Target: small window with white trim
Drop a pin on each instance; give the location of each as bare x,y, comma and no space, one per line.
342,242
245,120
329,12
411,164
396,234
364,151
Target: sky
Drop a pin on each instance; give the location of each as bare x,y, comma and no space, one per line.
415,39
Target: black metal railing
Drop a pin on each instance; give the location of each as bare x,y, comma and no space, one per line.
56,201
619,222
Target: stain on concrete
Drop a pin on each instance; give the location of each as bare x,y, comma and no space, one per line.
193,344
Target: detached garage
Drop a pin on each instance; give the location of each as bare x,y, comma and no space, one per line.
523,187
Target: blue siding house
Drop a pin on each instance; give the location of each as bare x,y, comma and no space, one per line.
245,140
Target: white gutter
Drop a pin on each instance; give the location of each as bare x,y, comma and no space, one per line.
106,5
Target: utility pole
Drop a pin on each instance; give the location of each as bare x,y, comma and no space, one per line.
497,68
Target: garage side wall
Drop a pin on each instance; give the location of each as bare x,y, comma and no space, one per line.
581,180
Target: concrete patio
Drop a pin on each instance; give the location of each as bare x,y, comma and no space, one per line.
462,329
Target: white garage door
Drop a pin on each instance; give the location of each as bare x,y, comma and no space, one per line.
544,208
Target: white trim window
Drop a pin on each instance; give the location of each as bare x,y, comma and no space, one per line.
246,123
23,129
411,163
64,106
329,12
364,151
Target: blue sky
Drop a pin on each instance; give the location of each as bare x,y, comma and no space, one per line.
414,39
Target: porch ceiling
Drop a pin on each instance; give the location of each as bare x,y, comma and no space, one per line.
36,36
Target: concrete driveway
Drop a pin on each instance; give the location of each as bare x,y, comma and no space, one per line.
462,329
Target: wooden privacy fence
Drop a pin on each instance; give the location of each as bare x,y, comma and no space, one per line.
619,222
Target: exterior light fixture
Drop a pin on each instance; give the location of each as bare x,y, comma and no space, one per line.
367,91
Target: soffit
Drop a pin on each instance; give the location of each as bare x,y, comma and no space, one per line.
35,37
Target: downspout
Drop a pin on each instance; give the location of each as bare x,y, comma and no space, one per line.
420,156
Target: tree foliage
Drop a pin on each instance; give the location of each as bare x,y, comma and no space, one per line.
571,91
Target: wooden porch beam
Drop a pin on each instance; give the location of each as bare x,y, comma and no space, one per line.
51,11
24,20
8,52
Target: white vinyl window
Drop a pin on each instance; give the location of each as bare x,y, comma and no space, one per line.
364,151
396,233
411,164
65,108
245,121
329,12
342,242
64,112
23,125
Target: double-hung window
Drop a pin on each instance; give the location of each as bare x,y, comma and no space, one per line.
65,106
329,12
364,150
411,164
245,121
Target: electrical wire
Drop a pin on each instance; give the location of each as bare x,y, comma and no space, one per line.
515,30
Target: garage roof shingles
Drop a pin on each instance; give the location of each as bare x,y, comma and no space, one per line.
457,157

++++++

▶ _What this task involves_: Starting at the line that contains "Target: white vinyl window", copy out the records word for word through their very last line.

▶ _Completed task_:
Target: white vinyl window
Drop a pin on each instance; give the location of each as bare x,y, comma and no space, one per line.
364,151
396,233
411,164
65,108
245,121
329,12
342,242
64,112
23,125
Target: double-hung window
Drop a pin on each instance; give the location of each as bare x,y, comma and no space, one per line.
65,106
329,12
364,150
411,164
245,121
Target: electrical wire
Drop a pin on each instance; give the location of each as bare x,y, comma and no space, one per line.
515,30
Target: garage roof shingles
Drop a pin on each instance; give the location of each as bare x,y, comma and no space, one per line.
457,157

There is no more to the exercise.